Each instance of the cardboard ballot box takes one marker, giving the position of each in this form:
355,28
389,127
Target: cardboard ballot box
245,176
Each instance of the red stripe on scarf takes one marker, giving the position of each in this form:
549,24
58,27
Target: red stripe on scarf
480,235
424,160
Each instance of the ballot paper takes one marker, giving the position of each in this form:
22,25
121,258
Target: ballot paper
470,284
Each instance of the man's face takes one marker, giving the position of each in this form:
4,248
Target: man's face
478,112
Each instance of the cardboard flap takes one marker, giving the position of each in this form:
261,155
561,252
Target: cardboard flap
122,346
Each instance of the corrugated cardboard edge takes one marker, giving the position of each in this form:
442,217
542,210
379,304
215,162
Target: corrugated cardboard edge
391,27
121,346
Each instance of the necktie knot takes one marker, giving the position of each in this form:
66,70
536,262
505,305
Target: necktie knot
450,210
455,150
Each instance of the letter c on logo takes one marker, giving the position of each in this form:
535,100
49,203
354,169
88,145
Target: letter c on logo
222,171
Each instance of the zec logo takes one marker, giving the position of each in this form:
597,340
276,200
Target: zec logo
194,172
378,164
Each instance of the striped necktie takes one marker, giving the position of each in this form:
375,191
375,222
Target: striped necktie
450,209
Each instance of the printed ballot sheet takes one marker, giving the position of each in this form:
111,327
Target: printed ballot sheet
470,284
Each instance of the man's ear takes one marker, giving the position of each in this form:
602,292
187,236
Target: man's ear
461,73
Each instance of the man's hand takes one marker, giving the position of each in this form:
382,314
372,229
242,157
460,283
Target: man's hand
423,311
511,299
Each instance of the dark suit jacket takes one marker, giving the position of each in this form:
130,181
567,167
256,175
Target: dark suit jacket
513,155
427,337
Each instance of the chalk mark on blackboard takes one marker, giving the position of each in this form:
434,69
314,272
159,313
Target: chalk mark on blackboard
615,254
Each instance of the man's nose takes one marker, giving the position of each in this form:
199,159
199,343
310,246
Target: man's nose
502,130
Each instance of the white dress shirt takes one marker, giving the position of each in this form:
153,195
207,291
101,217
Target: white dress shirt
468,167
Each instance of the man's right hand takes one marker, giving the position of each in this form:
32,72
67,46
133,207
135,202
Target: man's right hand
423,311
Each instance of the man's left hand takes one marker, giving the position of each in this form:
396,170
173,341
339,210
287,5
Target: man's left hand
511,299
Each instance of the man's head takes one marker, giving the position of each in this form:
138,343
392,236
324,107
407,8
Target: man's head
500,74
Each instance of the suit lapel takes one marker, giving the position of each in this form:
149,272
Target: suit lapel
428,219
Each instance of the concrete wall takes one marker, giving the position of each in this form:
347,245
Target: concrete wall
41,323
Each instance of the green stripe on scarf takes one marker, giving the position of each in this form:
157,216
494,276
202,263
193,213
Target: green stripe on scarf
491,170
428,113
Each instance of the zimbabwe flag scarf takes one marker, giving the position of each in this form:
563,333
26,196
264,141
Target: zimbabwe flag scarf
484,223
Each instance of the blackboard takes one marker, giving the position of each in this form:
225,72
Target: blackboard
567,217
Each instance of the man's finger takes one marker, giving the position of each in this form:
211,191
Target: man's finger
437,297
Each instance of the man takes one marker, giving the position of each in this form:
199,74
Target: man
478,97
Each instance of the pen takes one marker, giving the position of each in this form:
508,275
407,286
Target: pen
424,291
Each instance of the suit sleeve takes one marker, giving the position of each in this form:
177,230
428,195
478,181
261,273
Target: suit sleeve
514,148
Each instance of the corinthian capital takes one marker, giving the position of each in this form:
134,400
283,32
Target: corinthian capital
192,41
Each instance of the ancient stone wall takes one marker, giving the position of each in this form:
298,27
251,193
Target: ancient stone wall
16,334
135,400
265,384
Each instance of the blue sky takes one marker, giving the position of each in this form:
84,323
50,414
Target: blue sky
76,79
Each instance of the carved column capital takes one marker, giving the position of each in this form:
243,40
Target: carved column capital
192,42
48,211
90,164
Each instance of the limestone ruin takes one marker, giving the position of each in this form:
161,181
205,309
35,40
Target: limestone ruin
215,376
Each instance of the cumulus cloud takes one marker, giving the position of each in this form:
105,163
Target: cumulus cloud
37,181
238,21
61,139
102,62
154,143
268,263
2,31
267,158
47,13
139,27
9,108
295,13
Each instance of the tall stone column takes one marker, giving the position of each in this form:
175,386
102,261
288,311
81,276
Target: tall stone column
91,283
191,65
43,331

● ● ● ● ●

#### What is being asked:
Restate the data above word for word.

#### Reply to the exercise:
Each instance of the cardboard ballot box takes one marker, giving the position of each in this form:
355,28
389,127
Target: cardboard ballot box
245,176
Each instance of the red stripe on scarf takes one marker, giving the position of each in this form:
549,24
58,27
Target: red stripe on scarf
480,235
424,160
Each instance of the ballot paper takes one marker, giving the position of each in this form:
22,25
121,258
Target: ballot paper
470,284
Each instance of the man's face takes one marker, giving the position of each in this form:
4,248
Target: man's face
478,112
Each instance of the cardboard flap takes one marker, giving the position of each in this form:
261,155
561,252
Target: cardboard flap
122,346
Each instance of the corrugated cardboard edge takes one marker, giving the position of each in this form:
442,217
542,210
379,304
215,162
Target: corrugated cardboard edge
391,27
121,346
Each instance of the necktie knot takes one marker, giving the position of each in this form:
66,70
536,262
505,305
Target: necktie knot
450,210
455,150
Each instance of the letter c on logo takes one marker, giving the position of each in this form:
535,100
49,203
354,169
88,145
Target: letter c on logo
222,171
Each instance of the zec logo takes one marker, giving the position of each in this form:
597,340
276,200
Target: zec logo
194,172
378,164
Each instance of the striped necktie takes one marker, giving the position of each in this form:
375,191
375,222
Target: striped necktie
450,209
Each instance of the printed ballot sheet takes one marker, giving the position of each in this form:
111,327
Target: printed ballot sheet
470,284
Each instance of the man's ear takes one marker, giving the position of each in this form:
602,292
187,236
Target: man's ear
461,73
Each instance of the man's hand takes one marker, giving the position of each in this form:
382,314
372,229
242,157
460,283
Target: man's hand
423,311
511,299
Each instance of the dark suit jacket takes one marker, giving the position of each in this form:
130,181
567,167
256,175
Target: dark suit jacket
513,155
427,337
Each instance of the chalk mark on blackboard takes one marker, giving the position of each in this form:
434,69
314,272
159,313
Target: chalk mark on blackboard
615,254
Each instance of the man's nose takes one marker, giving the position of each in this form:
199,159
199,343
310,246
Target: man's nose
502,130
Each instance of the white dress shirt takes one marker, giving the position of each in this form:
153,195
207,291
101,217
Target: white dress shirt
468,167
Each instance of the man's right hand takes one marker, giving the position of each in this form:
32,72
67,46
133,207
135,202
Target: man's right hand
423,311
Each instance of the man's left hand takes one marker, giving the position of each in this form:
396,170
173,341
339,210
287,5
Target: man's left hand
511,299
Each instance of the man's head takes one marker, giving the position of each in this form:
138,343
392,236
324,107
407,8
Target: man's head
500,74
Each instance of the suit lapel takes one marker, giving the position of each in this form:
149,272
Target: suit lapel
428,219
Each instance of the concrete wall takes one marker, giving the position of each in this form:
347,245
Target: concrete wall
41,323
Each instance of the green stripe on scarf takes one marker, giving the position of each in this form:
157,216
494,276
202,263
193,213
Target: green stripe on scarf
491,170
428,113
Each instance of the zimbabwe flag scarf takes one marker, giving the position of each in this form:
563,333
26,196
264,141
Target: zimbabwe flag scarf
484,223
Each instance of the blackboard takes one marker, giving the position of each in this form:
225,72
Target: blackboard
567,217
Each instance of the man's finger takes one marker, giving the position of each in this form:
211,191
Target: man's finger
437,297
Each instance of the man takes one marker, giving the position of each in this form:
199,74
Target: man
478,97
Each instance of the pen takes one marker, giving the position of each in this form:
508,275
407,286
Target: pen
424,291
Each instance of the suit sleeve takes one marker, giving the position of each in this form:
177,230
428,195
478,181
261,273
Target: suit sleeve
514,148
Each instance of the corinthian capital takes one marker, giving the position of each in this form:
134,400
283,32
Target: corinthian capital
192,41
Each instance of the ancient stone wall takes one marker, giving the position of each in this form:
298,27
251,193
Target: ancient stone wall
16,334
135,400
265,384
Each instance of the blue sky takes one marker, giving the position of each in this form:
84,323
50,414
Target: blue sky
76,79
Each instance of the carved column capital takes one marker, giving the position of each in this form:
243,40
Target: carved column capital
192,42
48,211
90,164
Each instance of the limestone ruin takes one marker, giving the position of each in this form:
161,181
205,309
35,40
Target: limestone ruin
215,376
Each instance of the cumulus cloud takes one marker, giving the position of each in this form:
105,163
Target: cumulus cloud
37,181
238,21
61,139
102,62
154,143
268,263
2,31
267,158
47,13
139,27
9,108
295,13
Each instance of the tall stone column takes one marker, giving the position of each in this form:
175,386
102,261
288,311
81,276
Target: tall stone column
91,283
191,65
43,331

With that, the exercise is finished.